**Exercise passage:**
A Dutch court Wednesday sentenced two climate activists to two months in jail, one of them suspended, for targeting Johannes Vermeer’s “Girl with a Pearl Earring”, news agency ANP said.

Three men in their forties from neighbouring Belgium were arrested last week after the attack on the 1665 painting at the city’s Mauritshuis museum to raise awareness about the future of the planet.

Two activists glued themselves to the painting and adjoining wall, while another nearby poured what appeared to be tomato sauce out of a tin can.

The museum said the work — which has inspired a best-selling novel and a Hollywood movie — was undamaged and went back on display the next day.

But a court in The Hague said the frame and surrounding part of the wall were harmed in what many people thought to be a “shocking” action, ANP reported.

“Anyone can imagine the fragility of such a painting and the fact that it could have been lost if it hadn’t worked out,” ANP quoted one judge as saying.

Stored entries
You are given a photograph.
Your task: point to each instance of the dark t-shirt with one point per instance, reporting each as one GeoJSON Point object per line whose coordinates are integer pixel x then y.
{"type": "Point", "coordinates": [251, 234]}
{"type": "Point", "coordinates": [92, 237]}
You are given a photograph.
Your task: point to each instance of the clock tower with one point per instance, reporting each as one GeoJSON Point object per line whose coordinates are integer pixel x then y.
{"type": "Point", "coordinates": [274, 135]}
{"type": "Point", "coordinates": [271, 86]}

**Problems to solve:**
(a) Name every place mentioned by name in the news report on the Vermeer painting protest.
(b) Resume the news report on the Vermeer painting protest from the point where it stops.
The entries have nothing to do with this work.

**Answer set:**
(a) Belgium, the Mauritshuis museum, The Hague

(b)
Prosecutors had originally requested both men be jailed for four months, of which two be suspended.

Wouter M., accused of gluing his head to the glass frame protecting the artwork, claimed he had thoroughly researched the risks of doing so beforehand, ANP reported.

Pieter G. filmed the events.

A third activist, who emptied the tin can, is to go on trial on Friday, the news agency said.

The protest action against the Vermeer is just the latest in a string of such events in recent weeks.

Environmental activists last month splashed tomato soup on Dutch artist Vincent van Gogh’s “Sunflowers” in London, and others threw mashed potato over a Claude Monet painting in Germany.